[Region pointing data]
____

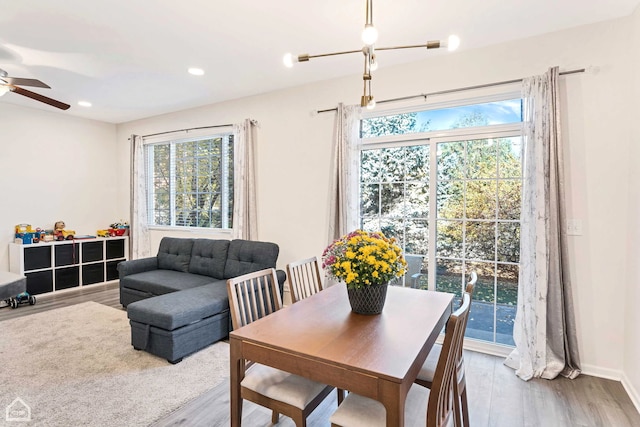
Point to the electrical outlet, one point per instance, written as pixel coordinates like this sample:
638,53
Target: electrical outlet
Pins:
574,227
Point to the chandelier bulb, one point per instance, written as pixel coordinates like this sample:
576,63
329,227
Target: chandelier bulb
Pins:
371,104
369,34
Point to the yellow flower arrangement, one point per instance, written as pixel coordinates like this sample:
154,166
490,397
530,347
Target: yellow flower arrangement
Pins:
363,258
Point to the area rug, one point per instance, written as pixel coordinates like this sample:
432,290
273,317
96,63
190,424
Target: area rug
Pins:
75,366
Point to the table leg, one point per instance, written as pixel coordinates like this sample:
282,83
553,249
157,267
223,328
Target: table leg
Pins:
237,373
393,400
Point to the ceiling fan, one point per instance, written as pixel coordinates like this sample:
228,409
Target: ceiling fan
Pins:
12,84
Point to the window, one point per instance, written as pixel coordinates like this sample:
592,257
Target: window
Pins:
190,182
451,198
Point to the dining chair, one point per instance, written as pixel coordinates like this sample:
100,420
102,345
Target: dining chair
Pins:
251,297
304,281
435,404
304,278
425,376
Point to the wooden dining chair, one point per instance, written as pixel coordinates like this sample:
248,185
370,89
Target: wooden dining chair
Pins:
251,297
304,281
425,376
304,278
435,404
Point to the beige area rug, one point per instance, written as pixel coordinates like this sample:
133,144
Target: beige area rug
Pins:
75,366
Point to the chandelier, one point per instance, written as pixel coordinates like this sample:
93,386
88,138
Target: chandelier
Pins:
369,37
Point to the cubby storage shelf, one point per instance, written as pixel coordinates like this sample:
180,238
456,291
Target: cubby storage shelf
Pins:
56,266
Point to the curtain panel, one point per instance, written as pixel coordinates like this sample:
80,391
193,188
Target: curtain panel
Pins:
245,216
139,242
544,329
345,167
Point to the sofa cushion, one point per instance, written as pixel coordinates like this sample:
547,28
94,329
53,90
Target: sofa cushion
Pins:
172,311
208,257
247,256
174,254
158,282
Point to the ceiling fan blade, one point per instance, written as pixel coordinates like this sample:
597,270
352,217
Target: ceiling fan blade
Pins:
41,98
26,82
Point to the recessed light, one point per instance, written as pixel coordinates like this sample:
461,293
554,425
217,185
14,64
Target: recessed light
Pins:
196,71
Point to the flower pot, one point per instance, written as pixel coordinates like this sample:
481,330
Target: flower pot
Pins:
368,299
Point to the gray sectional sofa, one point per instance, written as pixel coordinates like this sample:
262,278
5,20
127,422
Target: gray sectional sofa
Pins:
177,301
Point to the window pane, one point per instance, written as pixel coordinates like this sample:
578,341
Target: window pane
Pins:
509,199
449,239
480,240
482,161
450,161
510,158
509,242
451,199
449,277
481,199
507,297
188,177
480,114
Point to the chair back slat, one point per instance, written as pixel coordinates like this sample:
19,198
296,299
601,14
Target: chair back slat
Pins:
441,405
253,296
304,278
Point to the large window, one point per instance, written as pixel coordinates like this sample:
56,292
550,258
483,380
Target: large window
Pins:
451,198
190,182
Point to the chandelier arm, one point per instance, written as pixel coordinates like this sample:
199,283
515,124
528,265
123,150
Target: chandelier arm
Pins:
333,53
428,45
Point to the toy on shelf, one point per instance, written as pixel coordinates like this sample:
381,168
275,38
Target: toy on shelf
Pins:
25,234
119,228
60,233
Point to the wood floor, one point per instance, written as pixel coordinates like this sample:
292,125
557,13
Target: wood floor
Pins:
496,396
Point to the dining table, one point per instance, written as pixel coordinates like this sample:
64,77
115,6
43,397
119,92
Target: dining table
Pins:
320,338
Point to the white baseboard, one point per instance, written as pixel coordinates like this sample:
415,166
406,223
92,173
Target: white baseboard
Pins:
631,391
596,371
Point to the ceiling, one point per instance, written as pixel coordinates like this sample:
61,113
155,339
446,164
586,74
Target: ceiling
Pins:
129,58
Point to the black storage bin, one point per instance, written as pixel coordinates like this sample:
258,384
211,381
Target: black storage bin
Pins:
92,273
115,248
39,282
91,252
37,258
66,254
67,277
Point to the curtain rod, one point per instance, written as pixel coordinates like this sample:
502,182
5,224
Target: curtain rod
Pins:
185,130
442,92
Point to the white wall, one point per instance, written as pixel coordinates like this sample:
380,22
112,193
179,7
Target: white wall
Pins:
295,149
55,167
631,379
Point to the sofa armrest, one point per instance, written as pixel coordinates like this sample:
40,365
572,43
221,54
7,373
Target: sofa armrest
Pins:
126,268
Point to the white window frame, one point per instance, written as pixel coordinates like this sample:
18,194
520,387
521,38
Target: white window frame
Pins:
225,206
433,138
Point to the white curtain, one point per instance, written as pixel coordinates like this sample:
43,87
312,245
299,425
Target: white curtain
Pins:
544,329
343,197
245,224
139,243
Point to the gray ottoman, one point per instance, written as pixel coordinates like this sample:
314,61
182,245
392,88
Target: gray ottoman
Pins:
11,285
175,325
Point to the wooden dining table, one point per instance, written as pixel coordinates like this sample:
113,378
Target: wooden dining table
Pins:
377,356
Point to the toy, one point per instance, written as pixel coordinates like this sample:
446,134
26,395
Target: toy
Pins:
103,233
22,298
60,233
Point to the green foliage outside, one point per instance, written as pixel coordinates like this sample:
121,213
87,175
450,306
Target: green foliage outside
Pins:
189,183
478,203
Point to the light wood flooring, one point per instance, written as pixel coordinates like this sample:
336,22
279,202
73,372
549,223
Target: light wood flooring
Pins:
496,396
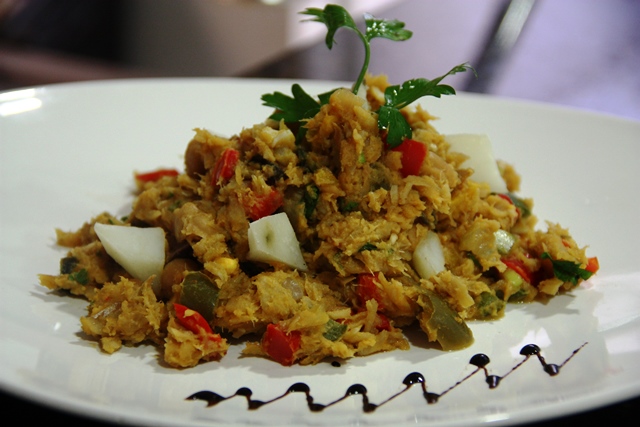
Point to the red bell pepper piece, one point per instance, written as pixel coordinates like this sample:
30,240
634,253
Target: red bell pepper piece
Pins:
280,345
225,166
191,319
519,267
259,206
367,289
155,175
413,154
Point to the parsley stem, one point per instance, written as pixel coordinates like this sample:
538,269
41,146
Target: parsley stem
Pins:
365,66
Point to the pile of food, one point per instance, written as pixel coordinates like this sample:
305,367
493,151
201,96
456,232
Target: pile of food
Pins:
320,233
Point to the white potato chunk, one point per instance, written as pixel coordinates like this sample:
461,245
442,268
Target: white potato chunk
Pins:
140,251
272,239
478,148
428,257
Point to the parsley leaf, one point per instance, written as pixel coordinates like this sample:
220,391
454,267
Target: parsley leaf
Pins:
291,109
81,277
391,121
336,17
567,271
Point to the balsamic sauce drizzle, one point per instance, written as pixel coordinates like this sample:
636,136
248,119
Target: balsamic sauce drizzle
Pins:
480,361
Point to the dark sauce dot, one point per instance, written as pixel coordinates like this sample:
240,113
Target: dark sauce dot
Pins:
316,407
208,396
299,388
356,389
431,397
552,369
413,378
493,381
244,391
480,360
530,350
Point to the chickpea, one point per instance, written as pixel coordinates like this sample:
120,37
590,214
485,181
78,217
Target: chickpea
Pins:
194,160
173,274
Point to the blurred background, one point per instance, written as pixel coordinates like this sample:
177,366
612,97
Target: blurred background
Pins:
580,53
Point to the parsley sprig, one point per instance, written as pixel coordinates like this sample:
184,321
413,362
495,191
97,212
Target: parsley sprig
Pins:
567,271
390,119
336,17
392,124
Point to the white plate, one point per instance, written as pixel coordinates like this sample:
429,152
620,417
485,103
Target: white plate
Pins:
69,151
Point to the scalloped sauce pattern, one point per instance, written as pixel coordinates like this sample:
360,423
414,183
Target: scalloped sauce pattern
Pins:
480,361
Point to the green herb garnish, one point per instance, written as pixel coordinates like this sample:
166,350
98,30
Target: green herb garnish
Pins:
390,119
334,330
392,124
567,271
336,17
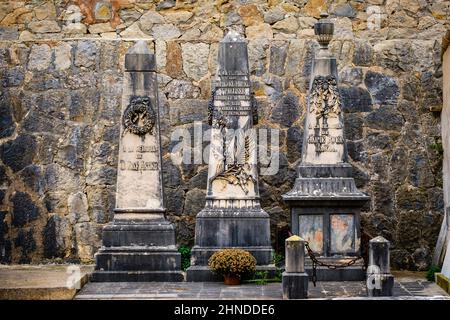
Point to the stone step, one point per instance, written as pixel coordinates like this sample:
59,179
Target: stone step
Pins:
42,282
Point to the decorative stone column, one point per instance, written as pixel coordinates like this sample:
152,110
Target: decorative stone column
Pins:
380,281
325,203
295,279
232,216
139,244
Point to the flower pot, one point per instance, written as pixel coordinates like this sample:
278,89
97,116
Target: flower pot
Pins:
232,279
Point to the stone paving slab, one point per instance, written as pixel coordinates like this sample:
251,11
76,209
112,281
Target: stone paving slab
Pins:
42,282
405,289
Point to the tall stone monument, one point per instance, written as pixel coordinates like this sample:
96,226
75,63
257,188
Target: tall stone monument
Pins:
232,216
139,244
325,203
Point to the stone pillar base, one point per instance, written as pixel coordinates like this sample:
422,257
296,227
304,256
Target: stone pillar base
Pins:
295,285
138,251
387,286
352,273
204,273
443,282
240,228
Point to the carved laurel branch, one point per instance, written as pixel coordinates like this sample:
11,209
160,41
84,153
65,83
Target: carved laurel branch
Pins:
140,108
325,97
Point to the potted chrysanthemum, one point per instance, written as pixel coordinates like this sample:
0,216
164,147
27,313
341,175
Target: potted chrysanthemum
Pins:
232,264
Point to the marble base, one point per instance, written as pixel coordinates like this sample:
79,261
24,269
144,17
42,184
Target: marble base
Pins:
216,229
204,273
352,273
295,285
138,250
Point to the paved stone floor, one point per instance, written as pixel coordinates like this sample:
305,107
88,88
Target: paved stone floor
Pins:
38,282
405,288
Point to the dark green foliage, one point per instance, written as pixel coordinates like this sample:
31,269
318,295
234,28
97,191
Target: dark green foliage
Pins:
185,257
431,272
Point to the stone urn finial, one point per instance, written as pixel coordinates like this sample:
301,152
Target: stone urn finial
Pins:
324,30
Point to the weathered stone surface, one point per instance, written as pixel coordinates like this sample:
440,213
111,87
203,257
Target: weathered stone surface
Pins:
39,70
150,18
40,57
250,15
45,26
259,31
363,54
75,28
165,32
8,33
274,15
315,7
23,209
133,31
27,243
195,201
294,141
287,110
288,25
33,178
166,4
195,59
174,56
383,89
177,17
174,201
100,28
355,99
181,89
278,54
63,56
18,153
77,205
85,54
7,124
160,54
344,10
188,110
385,118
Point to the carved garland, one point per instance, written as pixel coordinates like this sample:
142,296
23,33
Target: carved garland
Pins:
139,117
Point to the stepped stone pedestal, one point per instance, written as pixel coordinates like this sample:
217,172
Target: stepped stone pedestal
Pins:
325,203
139,244
232,216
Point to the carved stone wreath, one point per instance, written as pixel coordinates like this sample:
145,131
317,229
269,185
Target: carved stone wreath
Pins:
139,111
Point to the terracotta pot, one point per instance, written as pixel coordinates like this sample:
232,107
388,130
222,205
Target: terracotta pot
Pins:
232,279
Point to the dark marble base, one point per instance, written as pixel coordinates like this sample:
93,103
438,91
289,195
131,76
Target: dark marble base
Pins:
295,285
204,273
353,273
137,276
138,250
386,287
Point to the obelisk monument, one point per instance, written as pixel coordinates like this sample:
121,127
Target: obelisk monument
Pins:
232,216
139,244
325,203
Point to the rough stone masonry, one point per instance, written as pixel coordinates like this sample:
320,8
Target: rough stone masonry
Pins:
61,65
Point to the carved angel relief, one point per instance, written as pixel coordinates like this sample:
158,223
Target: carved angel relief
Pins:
325,101
139,117
233,163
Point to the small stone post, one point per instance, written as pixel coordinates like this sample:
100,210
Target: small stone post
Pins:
380,281
295,279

____

Task. Reply with the number of lines in the data that include the string "baseboard" and nothing else.

Reply. 2